> [Texto de leitura]:
Rezavam as instruções, que lhe foram dadas — criar na província um arquivo; dar o plano para todos os depósitos militares, defesa da fronteira, melhoramento do porto e planta da província.

Parecia sobremaneira importante tal comissão, e tanto mais considerável quanto para o seu desempenho, além do elemento de confiança, fazia-se necessário no comissionado grande soma de conhecimentos profissionais.

Se foi real ou ilusória a criação desta comissão é o que não está averiguado; o que é certo é que o general Andréia foi dela dispensado em 25 de janeiro de 1834, e a 17 de fevereiro do mesmo ano "transferido para a vila de S. José do Norte, onde deveria conservar-se até nova ordem da regência".

Presidia então a província o sr. desembargador José Mariani, a quem foram expedidas as ordens em questão.

Caráter nobre e circunspecto, não se decidiu este digno funcionário a agir no interesse dos inimigos e perseguidores do ilustre general; pelo contrário tanto quanto pôde mitigou-lhe os dissabores do exílio por meio de atos de urbanidade e cavalheirismo.

Chegado ao lugar do seu degredo, não quis passar a vida ener-vando-se no ócio. Levantou diversas plantas, fez o projeto de arruamento da cidade do Rio Grande, que foi adotado com algumas modificações na execução. Obteve excelente acolhimento dos habitantes da vila, entre os quais viveu, recebendo constantes provas de consideração.

Posto em liberdade por ordem da presidência, datada de 17 de novembro do citado ano, foi, sem perda de tempo, encarregado da construção do farol da barra, em que se conservou até que, por aviso de 5 de março de 1835, foi chamado à corte, aonde demorou-se desempregado, sendo em princípios de novembro daquele ano nomeado presidente e comandante das armas do Pará, que estava sendo abrasado nas lavas do vulcão revolucionário.

> [Trechos de dados]:
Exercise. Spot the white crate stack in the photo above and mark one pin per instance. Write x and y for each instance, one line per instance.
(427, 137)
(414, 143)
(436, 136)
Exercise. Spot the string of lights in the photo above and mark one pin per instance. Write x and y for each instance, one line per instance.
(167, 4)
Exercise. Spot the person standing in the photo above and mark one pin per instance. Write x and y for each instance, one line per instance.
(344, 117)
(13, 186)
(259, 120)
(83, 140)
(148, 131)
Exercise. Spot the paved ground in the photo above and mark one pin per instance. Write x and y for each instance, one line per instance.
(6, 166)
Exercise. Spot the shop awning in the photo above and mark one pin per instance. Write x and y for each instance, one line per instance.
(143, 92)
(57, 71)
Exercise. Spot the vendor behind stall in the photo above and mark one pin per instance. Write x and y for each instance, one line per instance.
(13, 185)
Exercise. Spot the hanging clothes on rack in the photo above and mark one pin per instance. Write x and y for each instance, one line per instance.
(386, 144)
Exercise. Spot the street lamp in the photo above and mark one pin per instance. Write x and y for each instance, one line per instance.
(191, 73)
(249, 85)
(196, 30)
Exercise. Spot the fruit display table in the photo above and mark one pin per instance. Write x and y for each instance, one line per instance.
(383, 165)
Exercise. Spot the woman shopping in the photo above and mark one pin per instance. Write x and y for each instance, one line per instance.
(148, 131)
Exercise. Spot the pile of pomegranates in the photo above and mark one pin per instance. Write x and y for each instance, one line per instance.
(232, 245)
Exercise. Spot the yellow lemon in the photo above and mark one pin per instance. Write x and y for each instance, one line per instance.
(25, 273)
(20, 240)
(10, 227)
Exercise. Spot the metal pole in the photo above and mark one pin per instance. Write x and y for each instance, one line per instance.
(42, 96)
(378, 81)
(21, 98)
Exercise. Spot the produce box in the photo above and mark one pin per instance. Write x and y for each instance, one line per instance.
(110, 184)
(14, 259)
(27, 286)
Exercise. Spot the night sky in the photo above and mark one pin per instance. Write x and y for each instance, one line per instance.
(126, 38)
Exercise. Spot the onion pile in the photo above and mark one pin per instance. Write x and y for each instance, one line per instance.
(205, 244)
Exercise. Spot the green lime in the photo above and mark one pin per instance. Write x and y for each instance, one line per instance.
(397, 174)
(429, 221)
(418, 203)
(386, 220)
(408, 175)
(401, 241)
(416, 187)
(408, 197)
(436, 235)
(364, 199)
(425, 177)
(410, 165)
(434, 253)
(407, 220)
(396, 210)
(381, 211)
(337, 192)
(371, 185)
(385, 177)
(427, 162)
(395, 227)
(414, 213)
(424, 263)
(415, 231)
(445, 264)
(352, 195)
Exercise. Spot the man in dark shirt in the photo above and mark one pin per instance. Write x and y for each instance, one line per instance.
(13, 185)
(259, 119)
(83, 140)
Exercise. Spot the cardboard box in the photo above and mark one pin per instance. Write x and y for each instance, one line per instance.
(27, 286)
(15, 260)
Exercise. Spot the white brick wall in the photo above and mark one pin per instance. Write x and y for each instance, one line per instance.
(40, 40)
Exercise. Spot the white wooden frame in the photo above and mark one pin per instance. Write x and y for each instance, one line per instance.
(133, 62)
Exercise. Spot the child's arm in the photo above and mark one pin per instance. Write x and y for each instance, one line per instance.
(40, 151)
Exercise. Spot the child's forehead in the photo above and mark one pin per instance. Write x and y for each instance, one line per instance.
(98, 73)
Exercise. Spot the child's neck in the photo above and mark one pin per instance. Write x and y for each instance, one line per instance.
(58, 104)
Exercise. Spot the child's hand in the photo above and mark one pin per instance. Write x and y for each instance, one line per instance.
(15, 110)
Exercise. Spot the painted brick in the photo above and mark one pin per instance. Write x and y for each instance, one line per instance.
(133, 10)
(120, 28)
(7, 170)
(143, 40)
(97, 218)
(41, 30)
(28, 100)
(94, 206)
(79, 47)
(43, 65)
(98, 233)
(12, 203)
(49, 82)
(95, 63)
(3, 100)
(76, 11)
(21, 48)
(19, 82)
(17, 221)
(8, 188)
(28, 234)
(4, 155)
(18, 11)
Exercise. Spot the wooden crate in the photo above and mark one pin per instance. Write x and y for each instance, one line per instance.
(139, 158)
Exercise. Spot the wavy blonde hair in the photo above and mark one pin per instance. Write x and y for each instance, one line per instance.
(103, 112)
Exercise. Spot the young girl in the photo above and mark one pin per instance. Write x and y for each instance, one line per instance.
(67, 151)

> [Tarefa curta]: Escreva, por favor, a continuação do texto sobre o general Andréia, começando logo depois da última frase apresentada. A listagem não tem nenhum papel no que se pede aqui.

> [Resultado da tarefa]:
Os membros do governo, que acordaram nesta nomeação eram os mesmos que o haviam feito tragar até às fezes o cálix da adversidade e das provações do exílio!

Outro cidadão, menos zeloso e mais ressentido, houvera declinado a nomeação no intuito de criar embaraços, de crivar de estorvos a marcha administrativa daqueles que com tanta desatenção, e quiçá crueldade, o haviam tratado; mas o clamor partia do país, a nação exigia os serviços dos seus sustentáculos, o Império arreceava-se de ver eclipsar-se uma das mais brilhantes estrelas de sua constelação. O que em tal conjuntura devera fazer o general Andréia?

Pospor à honra os desejos de uma vingança mesquinha e inoportuna. Foi o que fez e o que sempre se aplaudiu de ter feito.

Antes de seguir ao seu afanoso destino fez-se preceder de reforços de tropa e embarcações, a fim de não encontrar o teatro das operações sem os recursos com que devesse contar para o êxito feliz da causa que ia defender.

A 2 de janeiro de 1836 partiu para onde o chamava o dever de soldado e de cidadão. Ei-lo mar em fora do Rio de Janeiro a ir arcar com as dificuldades, os perigos, as vicissitudes, as pretensões, os caprichos, os ódios profundos de uma revolução difundida por toda uma província de extenso território, dominada então por um pugilo de ambiciosos sedentos de mando e riquezas, e apoiada na massa de uma população, pela maior parte composta de semi-selvagens, saídos das virgens matas que bordam a imensidão das águas do Amazonas.

Considerada a província sob este aspecto, não era a pacificação de uma revolta o que ia operar o general Andréia, era uma verdadeira conquista, para a realização da qual estava munido de poderes, tais como o de promover em certos casos; mas não tinha os meios materiais indispensáveis porque o estado dos cofres públicos não comportava larga aquisição deles, e por haver necessidade de dividir os existentes pela província do Rio Grande, aonde já lavrava a lava revolucionária que a trouxe em combustão pelo espaço de dez anos.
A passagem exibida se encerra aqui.